begin EXCERPTED RECORDS
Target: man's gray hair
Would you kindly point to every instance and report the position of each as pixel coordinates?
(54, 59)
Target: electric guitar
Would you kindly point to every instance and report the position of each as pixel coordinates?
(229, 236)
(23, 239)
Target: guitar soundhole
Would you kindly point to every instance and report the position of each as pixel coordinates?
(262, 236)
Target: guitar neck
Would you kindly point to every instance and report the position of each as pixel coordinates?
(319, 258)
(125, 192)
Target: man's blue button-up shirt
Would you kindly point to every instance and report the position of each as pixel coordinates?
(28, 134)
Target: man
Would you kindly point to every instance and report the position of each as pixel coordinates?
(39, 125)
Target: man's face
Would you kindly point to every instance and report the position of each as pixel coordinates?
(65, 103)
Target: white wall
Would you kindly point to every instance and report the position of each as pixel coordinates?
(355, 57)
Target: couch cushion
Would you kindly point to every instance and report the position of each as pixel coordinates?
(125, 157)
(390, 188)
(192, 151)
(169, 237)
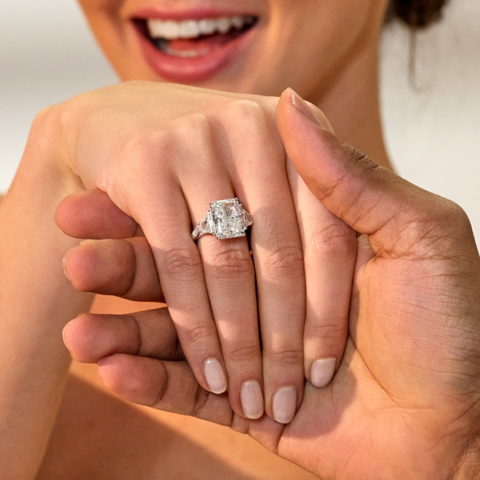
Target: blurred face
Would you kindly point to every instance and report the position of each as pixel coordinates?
(247, 46)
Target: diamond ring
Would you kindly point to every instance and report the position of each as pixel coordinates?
(224, 219)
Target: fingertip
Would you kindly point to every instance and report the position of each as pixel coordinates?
(309, 111)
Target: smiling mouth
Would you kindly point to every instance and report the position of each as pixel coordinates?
(194, 38)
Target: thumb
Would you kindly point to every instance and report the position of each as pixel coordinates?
(369, 198)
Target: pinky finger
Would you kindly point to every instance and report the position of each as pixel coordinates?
(167, 386)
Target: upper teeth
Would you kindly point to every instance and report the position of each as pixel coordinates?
(171, 30)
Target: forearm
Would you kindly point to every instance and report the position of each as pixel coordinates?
(36, 302)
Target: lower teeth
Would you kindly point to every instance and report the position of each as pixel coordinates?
(163, 46)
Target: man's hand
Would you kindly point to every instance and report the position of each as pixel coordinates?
(404, 403)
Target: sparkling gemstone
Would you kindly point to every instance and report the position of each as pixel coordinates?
(226, 219)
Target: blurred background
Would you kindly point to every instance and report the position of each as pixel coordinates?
(431, 111)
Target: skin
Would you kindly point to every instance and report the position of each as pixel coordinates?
(345, 86)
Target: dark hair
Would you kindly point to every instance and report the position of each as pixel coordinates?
(416, 13)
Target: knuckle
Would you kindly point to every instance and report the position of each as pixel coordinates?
(190, 124)
(328, 331)
(182, 263)
(336, 240)
(243, 353)
(284, 260)
(230, 262)
(286, 356)
(198, 336)
(245, 110)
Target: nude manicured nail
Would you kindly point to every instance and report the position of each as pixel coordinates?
(285, 404)
(215, 376)
(252, 399)
(322, 371)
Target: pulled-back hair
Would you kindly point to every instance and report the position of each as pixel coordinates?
(416, 13)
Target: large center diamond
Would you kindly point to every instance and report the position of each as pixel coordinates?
(228, 219)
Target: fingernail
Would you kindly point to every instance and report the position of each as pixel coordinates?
(301, 105)
(322, 371)
(215, 376)
(285, 404)
(252, 399)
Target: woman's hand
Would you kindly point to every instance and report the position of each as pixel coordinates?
(162, 153)
(404, 403)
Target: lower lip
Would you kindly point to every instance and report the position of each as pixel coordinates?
(177, 69)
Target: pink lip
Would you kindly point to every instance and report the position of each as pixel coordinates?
(176, 69)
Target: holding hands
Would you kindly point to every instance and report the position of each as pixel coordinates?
(404, 402)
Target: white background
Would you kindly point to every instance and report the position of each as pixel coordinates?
(47, 55)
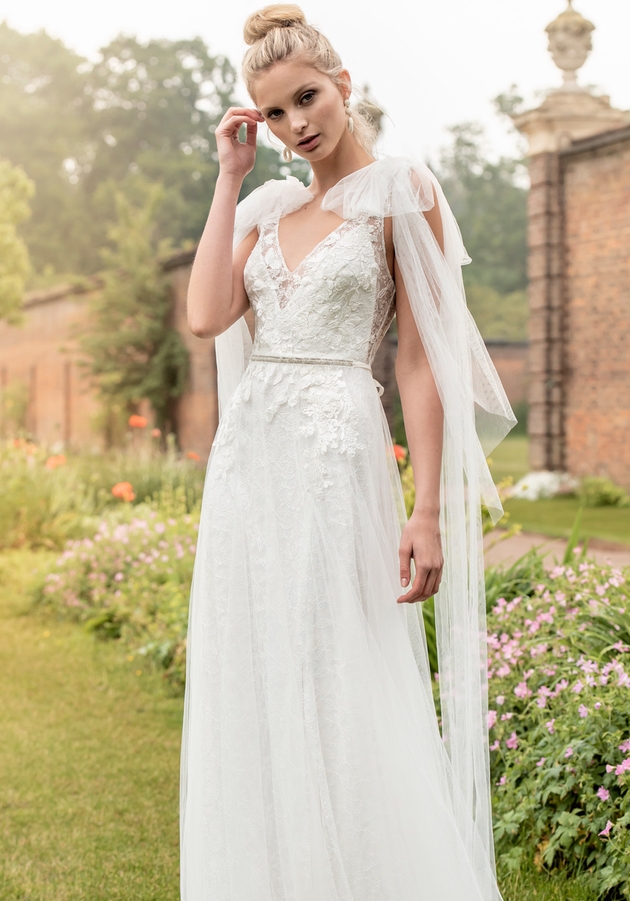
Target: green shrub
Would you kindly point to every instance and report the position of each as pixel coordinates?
(600, 492)
(560, 726)
(131, 581)
(47, 500)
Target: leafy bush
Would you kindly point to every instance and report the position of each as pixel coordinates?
(131, 581)
(599, 492)
(560, 725)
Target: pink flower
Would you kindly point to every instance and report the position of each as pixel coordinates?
(606, 831)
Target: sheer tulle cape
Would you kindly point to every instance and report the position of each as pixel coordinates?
(477, 416)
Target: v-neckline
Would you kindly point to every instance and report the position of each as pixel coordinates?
(292, 272)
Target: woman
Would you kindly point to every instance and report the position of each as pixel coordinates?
(313, 768)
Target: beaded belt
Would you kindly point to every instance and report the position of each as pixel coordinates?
(321, 361)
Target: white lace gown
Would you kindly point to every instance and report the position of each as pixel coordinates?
(312, 766)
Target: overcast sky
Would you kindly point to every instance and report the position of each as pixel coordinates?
(429, 64)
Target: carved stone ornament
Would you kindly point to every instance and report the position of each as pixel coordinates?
(570, 43)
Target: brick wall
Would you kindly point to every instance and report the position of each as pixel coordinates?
(43, 355)
(596, 200)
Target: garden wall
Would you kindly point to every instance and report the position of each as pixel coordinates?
(40, 359)
(596, 202)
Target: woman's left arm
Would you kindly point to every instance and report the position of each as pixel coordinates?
(424, 423)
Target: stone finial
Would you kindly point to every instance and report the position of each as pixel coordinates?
(570, 44)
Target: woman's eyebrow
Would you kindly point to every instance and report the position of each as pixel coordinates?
(300, 90)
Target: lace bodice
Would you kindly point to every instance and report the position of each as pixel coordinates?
(338, 302)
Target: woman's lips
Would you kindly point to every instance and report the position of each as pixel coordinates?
(309, 143)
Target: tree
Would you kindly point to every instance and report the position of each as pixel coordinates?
(133, 352)
(145, 112)
(15, 191)
(491, 208)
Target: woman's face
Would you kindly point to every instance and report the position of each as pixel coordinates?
(303, 108)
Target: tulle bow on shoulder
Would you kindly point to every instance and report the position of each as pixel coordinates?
(477, 415)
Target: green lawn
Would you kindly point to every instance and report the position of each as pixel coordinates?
(89, 766)
(554, 516)
(88, 763)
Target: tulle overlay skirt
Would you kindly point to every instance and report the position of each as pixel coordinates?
(312, 764)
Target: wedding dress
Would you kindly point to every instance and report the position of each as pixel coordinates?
(313, 766)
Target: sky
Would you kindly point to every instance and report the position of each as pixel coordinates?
(429, 65)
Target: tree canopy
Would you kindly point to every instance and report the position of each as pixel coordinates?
(15, 191)
(144, 112)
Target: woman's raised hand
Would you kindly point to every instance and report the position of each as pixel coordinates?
(237, 158)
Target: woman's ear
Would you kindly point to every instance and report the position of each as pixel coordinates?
(346, 84)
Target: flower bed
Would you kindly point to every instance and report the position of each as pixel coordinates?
(560, 725)
(131, 581)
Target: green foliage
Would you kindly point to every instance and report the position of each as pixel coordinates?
(14, 408)
(43, 506)
(490, 206)
(595, 491)
(133, 351)
(145, 112)
(132, 580)
(498, 315)
(15, 191)
(560, 726)
(90, 757)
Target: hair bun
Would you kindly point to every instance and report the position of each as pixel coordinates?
(280, 15)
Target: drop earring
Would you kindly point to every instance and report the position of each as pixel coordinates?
(349, 115)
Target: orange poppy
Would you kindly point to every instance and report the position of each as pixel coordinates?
(124, 490)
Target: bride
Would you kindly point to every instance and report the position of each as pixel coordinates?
(314, 767)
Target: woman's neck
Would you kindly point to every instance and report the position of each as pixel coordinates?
(347, 157)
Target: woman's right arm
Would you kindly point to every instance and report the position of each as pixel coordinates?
(216, 293)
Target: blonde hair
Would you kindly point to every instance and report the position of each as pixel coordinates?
(281, 32)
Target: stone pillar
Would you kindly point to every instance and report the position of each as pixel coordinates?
(567, 114)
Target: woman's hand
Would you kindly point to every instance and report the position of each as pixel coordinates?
(421, 540)
(237, 158)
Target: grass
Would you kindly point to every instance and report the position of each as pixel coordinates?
(89, 766)
(554, 516)
(89, 762)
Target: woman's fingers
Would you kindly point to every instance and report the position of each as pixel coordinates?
(231, 126)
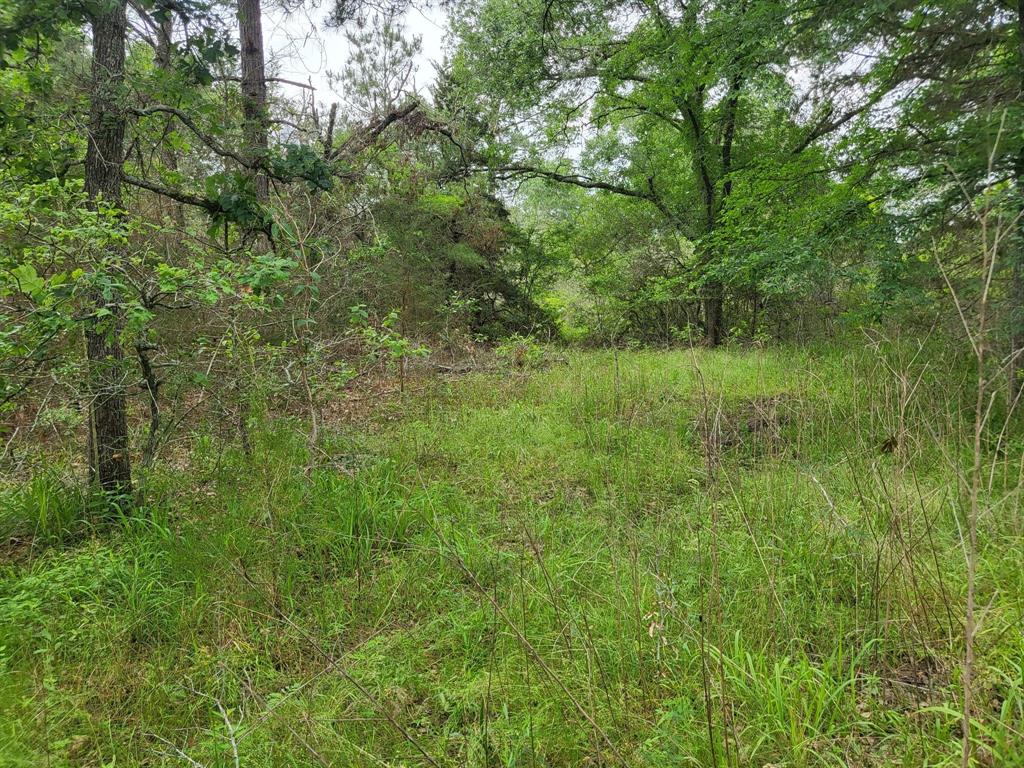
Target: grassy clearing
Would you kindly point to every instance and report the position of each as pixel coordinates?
(639, 558)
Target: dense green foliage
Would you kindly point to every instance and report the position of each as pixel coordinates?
end EXCERPTED RECORDS
GIVEN PROBLEM:
Print the lines from the one holding "Target: woman's neck" through the last line of the records, word for word, and omit the pictures.

OUTPUT FOR THIS EXERCISE:
Target: woman's neck
Would you kindly point to every instance and report the position of each as pixel coordinates?
(347, 157)
Target: woman's right arm
Would you kindly point to every instance and report the position of each as pixel coordinates?
(216, 293)
Target: blonde hair
Would you kindly point to every instance and report the position of each as pixel coordinates?
(281, 32)
Target: stone pillar
Would you kindly point to every instance and report the position of each as pixel coordinates?
(567, 114)
Target: woman's hand
Would you kindly point to every instance and report the position of each as pixel coordinates?
(421, 540)
(237, 158)
Target: grass
Would you kindly point to every instance and report the position of each as pixel coordinates?
(89, 766)
(554, 516)
(89, 762)
Target: woman's fingers
Would you kindly point to every instance and report the position of each as pixel coordinates?
(231, 126)
Target: grassy clearing
Would you kindly point to every instance and report the position of each as pixel coordinates?
(639, 558)
Target: dense green foliage
Would you kindly point to every instance and report the position of each as pixel coordinates?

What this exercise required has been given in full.